_WHAT IS ASKED_
1. In the excerpt on pipeline blocking stalls, why does bias logic 360 steer selection logic 305 away from thread 301 after a blocking stall? Answer in one to three sentences.
2. Quote everything in the excerpt on pipeline blocking stalls from "Consequently, in response" down to "a single cycle.".

_EXCERPT PROVIDED_

__________________________________________________

Consequently, in response to a blocking stall on thread 301, bias
logic 360 biases selection logic 305 away from selecting thread 301
for a period of time or a number of cycles to compensate for the
blocking stall.
[0043] For example, assume stage 320 is an instruction length
decoder (ILD) stage. Typically, common length instructions are
decoded quickly, such as determining the start and end of
instruction in a single block of data bytes within a single cycle.
However, when a length changing prefix (LCP) is detected a slower
length decode process is invoked. As an illustrative example, a
single block of instructions are decoded unit by unit, which
results in a stall of a number of cycles, such as seven cycles.
Here, assume the LCP is associated with thread 301. Therefore, as
the slower decode process is not to be interrupted, stage 320 is
blocked, i.e. other processing elements, such as thread 302, are
not able to determine decode lengths of instruction in stage 320
for the number of cycles of the blocking stall. Essentially, thread
301 blocks pipeline 303 for a number of cycles.
[0044] Consequently, bias logic 360 is to bias selection in stage
305 to provide fairness in pipeline 303. Continuing the example
from above, a blocking stall associated with thread 301 is detected
with detection logic 350. Detection logic 350 may be independent
logic for detecting stalls or logic within a stage for detecting a
stall event. For example, logic to detect a Length Changing Prefix
(LCP) may be part of detection logic 350, as it detects a blocking
stall event. Here, assume the blocking stall last for seven
execution cycles.
[0045] As a result, bias logic biases selection logic 305 away from
thread 301 for a period of time or for a number of cycles after the
blocking stall has concluded to provide fair access for thread 302
to pipeline 303. For example, bias logic 360 biases selection logic
305 to select thread 302, i.e. away from thread 301, for the next
seven cycles. However, thread 302 may be selected for any number of
cycles to provide fairness depending on the implementation.
[0046] Selecting away from thread 301, i.e. biasing selection more
toward thread 302, is to provide more access for thread 302 to
pipeline 303 to make up for the stall cycles thread 301 monopolized
pipeline 303. As shown, providing fairness through biasing
selection 305 may take place subsequent to a blocking stall's
conclusion. Since the goal is to ensure reasonably equal access to
pipeline 303 over time, biasing selection logic 305 may take place
immediately subsequent to completion of a blocking stall or during
subsequent cycles.
[0047] In an alternate embodiment, biasing selection 305 away from
thread 301 begins immediately after detection logic 350 detects the
beginning of a blocking stall associated with thread 301. For
example, pipe stages 310 and 315 are cleared or flushed and thread
302 is allowed to advance into stages 310 and 315 behind the
blocking stall in stage 320. Therefore, if stages 310 and 315
previously includes thread 301 information, recovering fairness may
being earlier by allowing thread 302 to populate stages 310 and 315
immediately after the blocking stall is detected.

__________________________________________________

_SUPPLIED RECORDS_
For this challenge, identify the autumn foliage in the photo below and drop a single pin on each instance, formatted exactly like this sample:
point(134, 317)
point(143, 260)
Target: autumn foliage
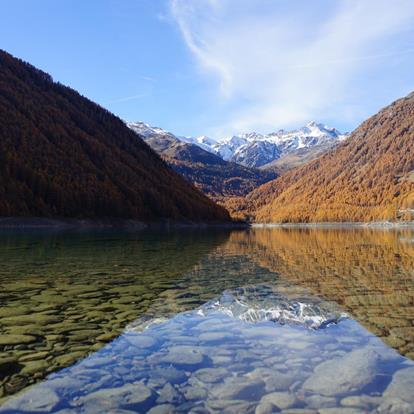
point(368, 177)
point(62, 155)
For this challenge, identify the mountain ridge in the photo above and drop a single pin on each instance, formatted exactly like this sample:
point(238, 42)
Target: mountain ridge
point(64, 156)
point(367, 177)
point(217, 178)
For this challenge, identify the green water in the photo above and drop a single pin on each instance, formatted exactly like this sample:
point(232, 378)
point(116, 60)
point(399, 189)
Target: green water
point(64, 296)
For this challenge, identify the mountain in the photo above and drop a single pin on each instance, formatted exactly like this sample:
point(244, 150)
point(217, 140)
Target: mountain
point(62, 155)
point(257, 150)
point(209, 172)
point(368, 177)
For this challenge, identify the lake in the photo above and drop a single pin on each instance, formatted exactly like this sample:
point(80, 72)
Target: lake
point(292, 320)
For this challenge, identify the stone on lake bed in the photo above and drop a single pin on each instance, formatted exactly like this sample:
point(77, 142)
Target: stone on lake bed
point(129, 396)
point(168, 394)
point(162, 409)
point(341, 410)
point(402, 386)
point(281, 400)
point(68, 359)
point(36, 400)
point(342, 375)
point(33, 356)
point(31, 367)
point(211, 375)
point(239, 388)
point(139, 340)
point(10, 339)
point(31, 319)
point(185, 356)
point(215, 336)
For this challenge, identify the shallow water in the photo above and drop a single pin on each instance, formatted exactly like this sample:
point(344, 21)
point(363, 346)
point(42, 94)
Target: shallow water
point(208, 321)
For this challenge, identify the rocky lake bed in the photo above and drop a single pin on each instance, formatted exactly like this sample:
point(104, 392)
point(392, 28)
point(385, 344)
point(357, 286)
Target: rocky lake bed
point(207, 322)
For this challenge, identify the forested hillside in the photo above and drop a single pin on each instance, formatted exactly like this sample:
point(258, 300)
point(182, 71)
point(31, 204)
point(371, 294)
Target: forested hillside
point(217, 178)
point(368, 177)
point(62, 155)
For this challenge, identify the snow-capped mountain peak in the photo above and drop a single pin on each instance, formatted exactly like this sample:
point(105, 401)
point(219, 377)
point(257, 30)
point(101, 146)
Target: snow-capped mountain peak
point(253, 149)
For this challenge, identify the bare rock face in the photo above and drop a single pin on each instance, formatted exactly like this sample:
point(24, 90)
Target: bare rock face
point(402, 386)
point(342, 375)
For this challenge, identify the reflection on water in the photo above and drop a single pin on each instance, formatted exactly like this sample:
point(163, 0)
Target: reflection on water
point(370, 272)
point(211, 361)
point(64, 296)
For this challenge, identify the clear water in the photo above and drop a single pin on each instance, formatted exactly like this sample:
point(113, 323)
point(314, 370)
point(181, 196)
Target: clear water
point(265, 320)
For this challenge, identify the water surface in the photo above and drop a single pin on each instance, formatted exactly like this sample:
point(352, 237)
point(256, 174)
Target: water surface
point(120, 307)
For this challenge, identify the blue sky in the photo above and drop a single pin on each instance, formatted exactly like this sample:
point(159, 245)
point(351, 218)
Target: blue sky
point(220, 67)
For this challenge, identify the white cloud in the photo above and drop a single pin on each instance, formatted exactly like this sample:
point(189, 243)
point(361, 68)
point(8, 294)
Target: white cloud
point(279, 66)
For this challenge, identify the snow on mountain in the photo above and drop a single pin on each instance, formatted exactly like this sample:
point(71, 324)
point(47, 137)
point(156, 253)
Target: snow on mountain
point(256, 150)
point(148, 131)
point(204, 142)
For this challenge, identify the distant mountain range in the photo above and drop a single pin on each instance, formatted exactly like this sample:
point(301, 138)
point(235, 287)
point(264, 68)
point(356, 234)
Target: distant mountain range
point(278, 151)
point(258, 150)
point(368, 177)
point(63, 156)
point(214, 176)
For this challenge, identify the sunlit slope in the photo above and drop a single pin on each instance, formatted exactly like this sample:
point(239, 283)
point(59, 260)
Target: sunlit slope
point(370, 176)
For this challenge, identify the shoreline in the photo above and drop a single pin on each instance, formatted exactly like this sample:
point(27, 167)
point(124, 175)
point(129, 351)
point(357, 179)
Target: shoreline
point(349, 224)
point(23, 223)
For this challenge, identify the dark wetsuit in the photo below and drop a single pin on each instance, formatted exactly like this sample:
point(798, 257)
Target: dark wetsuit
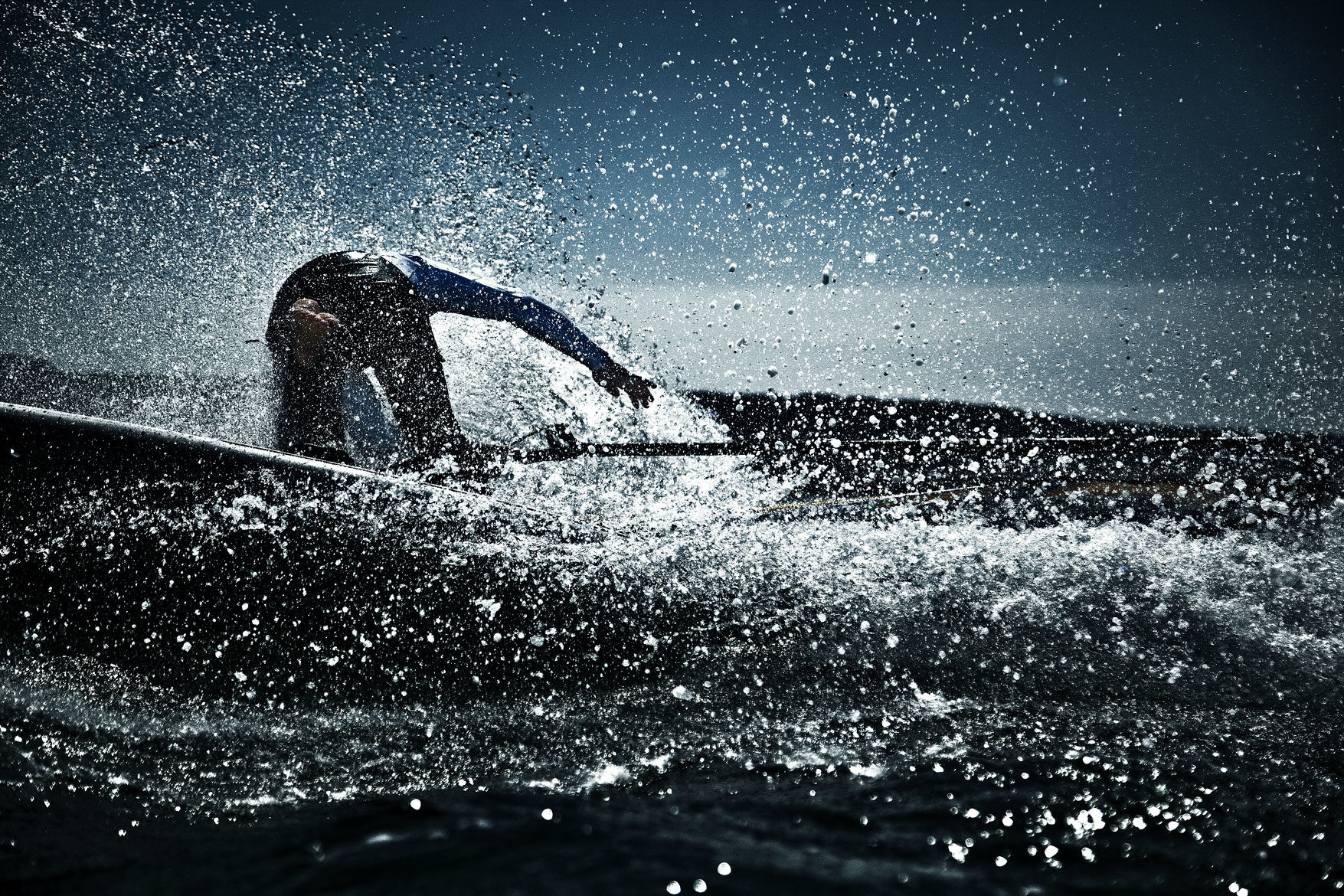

__________________________________________________

_ANSWERS PER TASK_
1. Bias logic 360 steers selection away from thread 301 to give thread 302 more access to pipeline 303. This makes up for the stall cycles during which thread 301 monopolized the pipeline. The goal is fairness: reasonably equal access to pipeline 303 over time.

2.
Consequently, in response to a blocking stall on thread 301, bias
logic 360 biases selection logic 305 away from selecting thread 301
for a period of time or a number of cycles to compensate for the
blocking stall.
[0043] For example, assume stage 320 is an instruction length
decoder (ILD) stage. Typically, common length instructions are
decoded quickly, such as determining the start and end of
instruction in a single block of data bytes within a single cycle.